### [Page extract]
+ + + +

Supreme Court Holds Challenges to ‘Waters of the United States’ Rule Must Be Brought in District Courts

January 30, 2018

The decision could delay the resolution of challenges to the US Environmental Protection Agency’s Clean Water Act regulations and may result in conflicting interpretations from different federal district courts. 

The US Supreme Court unanimously held on January 22 in National Association of Manufacturers v. Department of Defense (NAM) that challenges to the “Waters of the United States” Rule (WOTUS Rule), which determines the reach of the Clean Water Act, must be brought in the first instance in federal district courts. The decision reversed the US Court of Appeals for the Sixth Circuit, which had concluded that such challenges could be filed directly in courts of appeal. The Supreme Court’s decision thus did not resolve the merits of the challenges to the WOTUS rule, but it established the procedure for their resolution going forward. It will also guide the procedure for future Clean Water Act suits, such as the petitions that are likely to be filed when the US Environmental Protection Agency (EPA) finalizes a revision of the WOTUS rule pursuant to a 2017 executive order issued by President Trump.

+ + + +

### [Given material]
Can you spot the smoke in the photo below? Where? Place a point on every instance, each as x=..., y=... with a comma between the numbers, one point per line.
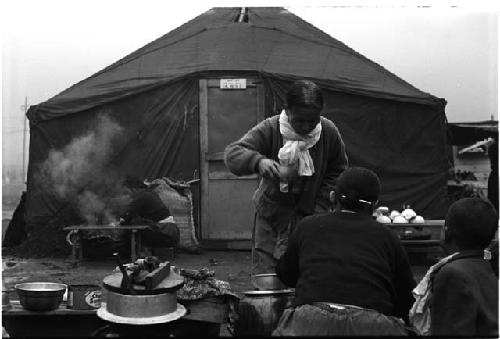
x=80, y=172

+ + + +

### [Tasks for this exercise]
1. In the article on the WOTUS ruling, restate the stretch from "January 30, 2018" through "different federal district courts.", swapping "delay" for "slow".
2. Answer these questions from the article on the WOTUS ruling:
(a) What date appears at the top of the article?
(b) Which court did the Supreme Court's decision reverse?
(c) What does the WOTUS Rule determine?

### [Answers by task]
1.
January 30, 2018

The decision could slow the resolution of challenges to the US Environmental Protection Agency’s Clean Water Act regulations and may result in conflicting interpretations from different federal district courts.

2.
(a) January 30, 2018
(b) The US Court of Appeals for the Sixth Circuit
(c) The reach of the Clean Water Act